Print all the records exactly, please.

───── AVAILABLE RECORDS ─────

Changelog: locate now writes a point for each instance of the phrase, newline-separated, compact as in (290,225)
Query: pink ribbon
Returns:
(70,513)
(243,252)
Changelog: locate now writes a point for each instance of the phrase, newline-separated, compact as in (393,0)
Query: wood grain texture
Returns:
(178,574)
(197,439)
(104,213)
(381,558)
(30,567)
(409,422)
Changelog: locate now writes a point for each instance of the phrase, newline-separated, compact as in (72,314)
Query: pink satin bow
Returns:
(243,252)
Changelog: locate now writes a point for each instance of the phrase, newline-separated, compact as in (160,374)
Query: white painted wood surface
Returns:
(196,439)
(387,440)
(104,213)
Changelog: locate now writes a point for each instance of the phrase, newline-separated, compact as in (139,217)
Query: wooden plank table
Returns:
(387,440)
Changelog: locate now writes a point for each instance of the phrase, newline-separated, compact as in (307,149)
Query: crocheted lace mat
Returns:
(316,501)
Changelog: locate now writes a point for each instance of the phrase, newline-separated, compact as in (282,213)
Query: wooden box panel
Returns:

─────

▶ EXERCISE RESPONSE:
Changelog: locate now writes a point for each instance of the phrase, newline-separated, compact as in (290,225)
Query: pink ribbon
Returns:
(70,513)
(243,252)
Changelog: locate now writes a point for each instance of the phrase, newline-separated, compact as in (393,0)
Query: wood grain texture
Returns:
(178,574)
(197,439)
(104,213)
(381,558)
(30,567)
(409,422)
Changelog: locate now writes a point for each instance of the phrase, newline-separated, compact as in (72,314)
Query: pink satin bow
Returns:
(243,252)
Changelog: locate now writes a point for each instance of the phrase, newline-separated, compact as in (160,374)
Query: white painted wood surface
Returns:
(196,439)
(387,440)
(104,213)
Changelog: locate now writes a point for each instance of the phrase, newline-separated, compact as in (139,217)
Query: wooden plank table
Returns:
(387,440)
Changelog: locate now writes a point for each instance of the phrase, newline-separated, compact as in (307,149)
Query: crocheted lace mat
Returns:
(316,501)
Changelog: locate now writes a point for each instance of the phrase, newline-separated, compact as in (282,213)
Query: wooden box panel
Returns:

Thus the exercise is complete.